**Given request 1**
List every real person named in the text about The Young Ones, leaving out fictional characters.
**Given request 2**
Pick up the text about The Young Ones after its last sentence and carry it on.

**Provided passage**
##########

Even thirty years or so later, The Young Ones still holds up remarkably well; in fact it can be seen to have been decades ahead of its time, often sounding and feeling like something that could’ve easily been written in the last ten years or so and would sit comfortably alongside such modern shows as The IT Crowd or the more surrealist The Mighty Boosh or even some of Ricky Gervais and Stephen Merchant’s work in terms of its frequent Oliver Hardy style breaking of the 4th wall.
Although when I was a kid it was Adrian Edmunson’s violent punk Vyvyan that I enjoyed most (I was four or five years old and he was loud and violent and used to hit people and break things – of course he was entertaining), and Edmunson is of course the collaborator Mayall is most associated with in people’s minds; but when I was older it was of course Mayall’s character, Rick, that I realised was the funny one and the real core of the show.
A know-it-all sociology student and self-proclaimed ‘anarchist’ who writes terrible poetry and thinks himself “The People’s Poet”, Mayall’s character is one of the all-time great comedy creations.
He is the archetypal self-important, university campus know-it-all who in reality knows nothing but thinks himself an authority on politics and society; a hypocrite whose ‘beliefs’ depend entirely on what suits his interests in any given situation, and a self-proclaimed acolyte of Lenin and Trotsky who in actual fact doesn’t have any real understanding of the ideals he wants to be seen to hold to.

##########

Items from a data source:
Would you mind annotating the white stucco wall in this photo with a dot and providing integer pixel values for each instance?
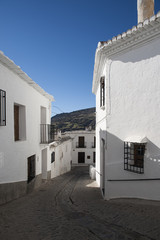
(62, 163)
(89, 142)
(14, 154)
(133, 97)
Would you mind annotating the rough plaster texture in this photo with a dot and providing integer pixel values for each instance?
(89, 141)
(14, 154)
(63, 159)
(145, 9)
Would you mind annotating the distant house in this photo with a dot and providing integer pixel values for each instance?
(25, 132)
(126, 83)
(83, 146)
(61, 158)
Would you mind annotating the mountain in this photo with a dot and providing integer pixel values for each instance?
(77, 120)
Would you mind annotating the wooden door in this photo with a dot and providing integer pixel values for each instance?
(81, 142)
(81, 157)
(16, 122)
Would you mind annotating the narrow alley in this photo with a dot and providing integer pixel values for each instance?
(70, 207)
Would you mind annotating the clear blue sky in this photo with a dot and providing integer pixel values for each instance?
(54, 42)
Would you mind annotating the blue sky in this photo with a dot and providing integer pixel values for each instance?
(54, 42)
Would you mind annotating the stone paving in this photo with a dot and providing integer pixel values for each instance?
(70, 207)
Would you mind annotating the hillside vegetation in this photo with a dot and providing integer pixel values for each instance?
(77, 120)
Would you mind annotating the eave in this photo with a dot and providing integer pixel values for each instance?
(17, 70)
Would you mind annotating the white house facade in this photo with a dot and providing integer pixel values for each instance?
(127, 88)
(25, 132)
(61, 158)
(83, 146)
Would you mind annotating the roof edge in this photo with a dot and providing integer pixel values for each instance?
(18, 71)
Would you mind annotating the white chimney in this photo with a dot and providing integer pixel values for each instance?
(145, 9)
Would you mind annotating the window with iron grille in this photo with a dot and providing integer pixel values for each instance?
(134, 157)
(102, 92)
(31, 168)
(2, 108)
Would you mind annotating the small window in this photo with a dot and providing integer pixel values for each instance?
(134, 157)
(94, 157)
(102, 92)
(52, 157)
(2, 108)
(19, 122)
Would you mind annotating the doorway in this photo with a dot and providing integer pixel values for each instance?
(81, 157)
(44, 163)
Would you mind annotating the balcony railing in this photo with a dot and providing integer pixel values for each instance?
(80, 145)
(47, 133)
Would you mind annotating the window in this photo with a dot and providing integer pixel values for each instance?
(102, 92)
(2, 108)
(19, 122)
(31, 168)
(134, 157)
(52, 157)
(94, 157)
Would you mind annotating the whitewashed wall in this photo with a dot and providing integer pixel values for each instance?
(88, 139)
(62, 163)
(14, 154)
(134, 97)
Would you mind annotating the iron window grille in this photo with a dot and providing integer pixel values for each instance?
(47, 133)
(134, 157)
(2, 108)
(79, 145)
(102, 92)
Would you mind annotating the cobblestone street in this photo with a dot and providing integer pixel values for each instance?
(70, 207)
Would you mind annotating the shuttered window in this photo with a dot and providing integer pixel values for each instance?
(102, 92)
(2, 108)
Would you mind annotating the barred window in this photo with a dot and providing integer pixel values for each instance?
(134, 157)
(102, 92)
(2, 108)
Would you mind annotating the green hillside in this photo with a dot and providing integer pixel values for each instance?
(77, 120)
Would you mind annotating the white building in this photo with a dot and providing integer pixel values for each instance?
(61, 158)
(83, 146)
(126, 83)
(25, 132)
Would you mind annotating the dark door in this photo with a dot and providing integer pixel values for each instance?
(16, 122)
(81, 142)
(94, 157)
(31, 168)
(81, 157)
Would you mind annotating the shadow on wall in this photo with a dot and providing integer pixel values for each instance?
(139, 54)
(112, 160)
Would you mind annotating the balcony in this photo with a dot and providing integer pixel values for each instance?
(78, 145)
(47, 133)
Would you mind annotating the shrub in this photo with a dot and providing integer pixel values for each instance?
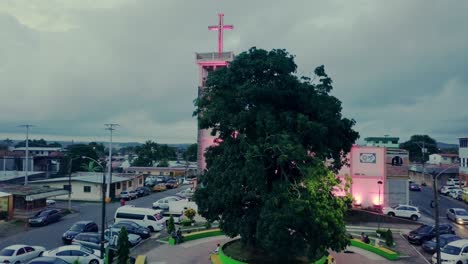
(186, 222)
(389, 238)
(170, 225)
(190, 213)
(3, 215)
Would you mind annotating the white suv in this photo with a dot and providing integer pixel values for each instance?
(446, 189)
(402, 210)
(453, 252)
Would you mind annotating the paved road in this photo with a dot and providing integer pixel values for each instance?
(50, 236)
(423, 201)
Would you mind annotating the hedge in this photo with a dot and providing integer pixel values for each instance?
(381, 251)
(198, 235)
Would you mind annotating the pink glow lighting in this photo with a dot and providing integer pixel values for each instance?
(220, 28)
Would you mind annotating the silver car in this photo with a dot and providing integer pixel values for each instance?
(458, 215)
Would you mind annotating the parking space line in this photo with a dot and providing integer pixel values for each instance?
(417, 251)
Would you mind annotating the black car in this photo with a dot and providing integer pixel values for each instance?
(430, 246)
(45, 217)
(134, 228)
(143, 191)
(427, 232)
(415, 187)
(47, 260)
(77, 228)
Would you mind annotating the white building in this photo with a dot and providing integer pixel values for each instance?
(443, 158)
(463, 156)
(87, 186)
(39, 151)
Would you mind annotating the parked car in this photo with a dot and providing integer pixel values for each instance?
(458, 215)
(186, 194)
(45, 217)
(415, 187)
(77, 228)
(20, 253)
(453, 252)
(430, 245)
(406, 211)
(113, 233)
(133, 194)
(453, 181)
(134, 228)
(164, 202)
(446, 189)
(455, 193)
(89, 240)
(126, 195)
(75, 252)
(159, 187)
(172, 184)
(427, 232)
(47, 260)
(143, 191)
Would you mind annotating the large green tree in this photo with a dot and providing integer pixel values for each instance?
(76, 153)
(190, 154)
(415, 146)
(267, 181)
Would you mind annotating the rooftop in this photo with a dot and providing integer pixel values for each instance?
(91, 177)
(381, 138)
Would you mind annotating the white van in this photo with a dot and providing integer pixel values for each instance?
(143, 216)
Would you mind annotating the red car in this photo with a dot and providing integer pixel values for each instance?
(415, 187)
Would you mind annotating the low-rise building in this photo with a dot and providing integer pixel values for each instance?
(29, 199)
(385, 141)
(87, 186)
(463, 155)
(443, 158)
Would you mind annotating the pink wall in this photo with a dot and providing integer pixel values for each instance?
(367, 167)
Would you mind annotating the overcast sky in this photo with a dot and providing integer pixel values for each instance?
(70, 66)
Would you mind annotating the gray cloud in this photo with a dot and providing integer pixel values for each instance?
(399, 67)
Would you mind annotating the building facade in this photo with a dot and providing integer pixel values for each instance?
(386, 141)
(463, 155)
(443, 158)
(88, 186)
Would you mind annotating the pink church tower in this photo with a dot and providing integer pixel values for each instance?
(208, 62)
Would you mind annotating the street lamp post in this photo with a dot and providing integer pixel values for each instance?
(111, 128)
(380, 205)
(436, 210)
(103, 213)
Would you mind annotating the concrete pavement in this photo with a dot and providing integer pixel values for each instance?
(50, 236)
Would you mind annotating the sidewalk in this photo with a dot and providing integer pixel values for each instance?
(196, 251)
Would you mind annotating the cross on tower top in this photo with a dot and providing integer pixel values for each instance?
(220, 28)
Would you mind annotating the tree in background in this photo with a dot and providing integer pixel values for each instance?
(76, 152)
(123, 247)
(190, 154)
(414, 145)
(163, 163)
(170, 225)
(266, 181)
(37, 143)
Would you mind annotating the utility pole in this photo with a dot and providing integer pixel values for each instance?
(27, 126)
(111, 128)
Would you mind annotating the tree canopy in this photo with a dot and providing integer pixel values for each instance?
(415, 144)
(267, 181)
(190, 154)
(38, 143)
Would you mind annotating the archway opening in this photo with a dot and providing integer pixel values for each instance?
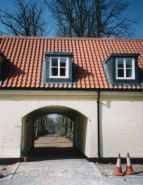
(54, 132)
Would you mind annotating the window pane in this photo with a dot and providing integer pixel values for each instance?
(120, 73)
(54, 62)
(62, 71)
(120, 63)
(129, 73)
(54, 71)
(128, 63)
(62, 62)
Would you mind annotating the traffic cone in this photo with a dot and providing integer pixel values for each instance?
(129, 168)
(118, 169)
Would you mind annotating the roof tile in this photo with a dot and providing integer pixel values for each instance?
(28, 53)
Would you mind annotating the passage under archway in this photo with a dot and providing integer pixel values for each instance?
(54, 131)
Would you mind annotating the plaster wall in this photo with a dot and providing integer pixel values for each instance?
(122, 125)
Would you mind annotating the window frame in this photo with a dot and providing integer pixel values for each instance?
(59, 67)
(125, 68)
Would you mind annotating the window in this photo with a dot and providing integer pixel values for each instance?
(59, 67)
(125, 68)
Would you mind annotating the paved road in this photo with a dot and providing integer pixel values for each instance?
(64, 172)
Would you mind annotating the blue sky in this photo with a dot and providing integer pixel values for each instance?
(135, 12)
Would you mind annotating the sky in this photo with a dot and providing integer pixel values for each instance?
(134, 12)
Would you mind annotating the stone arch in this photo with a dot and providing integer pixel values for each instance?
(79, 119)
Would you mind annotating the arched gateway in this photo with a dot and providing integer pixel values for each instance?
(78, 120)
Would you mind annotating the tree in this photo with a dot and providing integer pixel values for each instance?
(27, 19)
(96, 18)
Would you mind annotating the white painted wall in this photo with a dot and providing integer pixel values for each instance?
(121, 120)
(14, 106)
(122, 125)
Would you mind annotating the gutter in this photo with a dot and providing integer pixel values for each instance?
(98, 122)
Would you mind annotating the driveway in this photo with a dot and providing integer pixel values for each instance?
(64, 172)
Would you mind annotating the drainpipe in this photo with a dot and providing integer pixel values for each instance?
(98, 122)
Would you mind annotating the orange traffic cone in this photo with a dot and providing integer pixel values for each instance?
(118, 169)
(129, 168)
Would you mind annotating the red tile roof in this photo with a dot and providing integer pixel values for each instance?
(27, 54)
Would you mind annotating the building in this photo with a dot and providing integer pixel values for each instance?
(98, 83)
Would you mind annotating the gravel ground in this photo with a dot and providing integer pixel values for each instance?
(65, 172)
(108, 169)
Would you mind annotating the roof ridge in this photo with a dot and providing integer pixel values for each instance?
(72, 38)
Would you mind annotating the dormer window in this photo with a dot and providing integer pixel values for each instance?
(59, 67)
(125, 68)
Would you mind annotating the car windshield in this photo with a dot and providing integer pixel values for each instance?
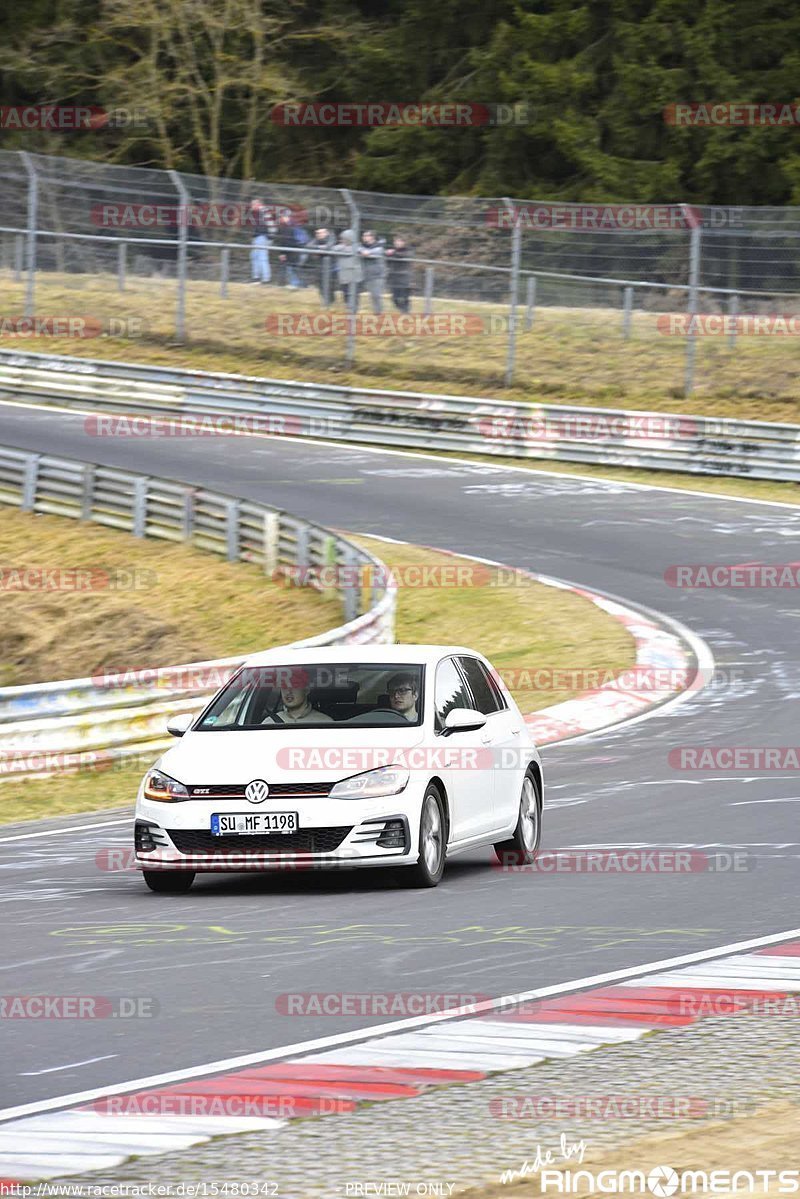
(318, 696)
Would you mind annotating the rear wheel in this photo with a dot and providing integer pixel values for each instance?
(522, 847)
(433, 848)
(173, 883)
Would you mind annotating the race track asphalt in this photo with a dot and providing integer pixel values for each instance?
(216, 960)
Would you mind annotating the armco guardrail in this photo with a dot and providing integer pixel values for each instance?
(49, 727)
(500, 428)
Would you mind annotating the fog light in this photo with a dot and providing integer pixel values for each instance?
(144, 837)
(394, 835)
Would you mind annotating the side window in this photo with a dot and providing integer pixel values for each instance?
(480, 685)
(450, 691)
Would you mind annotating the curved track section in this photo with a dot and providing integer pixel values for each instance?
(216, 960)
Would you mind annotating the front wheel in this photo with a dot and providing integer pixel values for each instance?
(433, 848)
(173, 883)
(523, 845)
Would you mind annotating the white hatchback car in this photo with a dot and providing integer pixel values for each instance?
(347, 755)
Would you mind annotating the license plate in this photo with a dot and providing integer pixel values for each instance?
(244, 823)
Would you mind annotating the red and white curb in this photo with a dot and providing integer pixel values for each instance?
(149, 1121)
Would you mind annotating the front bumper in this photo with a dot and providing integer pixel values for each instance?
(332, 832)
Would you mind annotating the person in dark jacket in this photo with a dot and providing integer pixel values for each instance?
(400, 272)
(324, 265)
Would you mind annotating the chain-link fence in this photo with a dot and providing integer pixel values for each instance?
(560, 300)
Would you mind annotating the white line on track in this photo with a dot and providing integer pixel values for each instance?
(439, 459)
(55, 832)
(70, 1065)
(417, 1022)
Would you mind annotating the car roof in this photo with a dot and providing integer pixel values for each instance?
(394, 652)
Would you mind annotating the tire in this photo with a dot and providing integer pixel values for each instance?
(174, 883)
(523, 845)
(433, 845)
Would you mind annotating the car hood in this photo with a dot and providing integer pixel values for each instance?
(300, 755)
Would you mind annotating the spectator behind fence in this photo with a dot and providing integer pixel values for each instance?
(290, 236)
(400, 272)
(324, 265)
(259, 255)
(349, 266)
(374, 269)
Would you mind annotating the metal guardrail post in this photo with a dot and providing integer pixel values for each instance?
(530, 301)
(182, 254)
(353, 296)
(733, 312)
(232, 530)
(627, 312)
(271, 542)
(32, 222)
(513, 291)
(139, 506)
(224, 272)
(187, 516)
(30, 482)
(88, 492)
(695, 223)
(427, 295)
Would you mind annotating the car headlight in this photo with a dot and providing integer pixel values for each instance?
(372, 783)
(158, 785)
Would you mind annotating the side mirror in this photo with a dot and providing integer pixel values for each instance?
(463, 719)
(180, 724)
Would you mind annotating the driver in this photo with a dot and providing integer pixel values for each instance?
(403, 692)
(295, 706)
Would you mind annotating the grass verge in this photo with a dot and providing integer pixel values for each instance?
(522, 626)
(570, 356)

##########

**Reply 1**
Ricky Gervais, Stephen Merchant, Oliver Hardy, Adrian Edmunson, Mayall, Lenin, Trotsky

**Reply 2**
Arrogant, conceited, pretentiously verbose and believing himself a “spokesman for a generation”, The Young Ones’ Rik is in my opinion up there with the likes of Edmund Blackadder and David Brent as one of television’s all-time great comedy characters.
And yeah I’ve known one or two people like him over the years too; that classic loud-mouthed, ‘little knowledge, too much talk’ type. That’s probably one of the reasons the character remains so pertinent after all this time – we’ve all probably known someone like that.
But of course it’s the utterly snarling, unremitting way Mayall played him that sticks in the mind; he made that role utterly, utterly his own. It is Rik Mayall’s abiding, cardinal character; a character that you cannot even begin to imagine being portrayed by anyone else.
He was also a genius, incisive stand-up long before stand-ups become ‘cool’ or mainstream in the UK. Just watch the classic clip here, for example.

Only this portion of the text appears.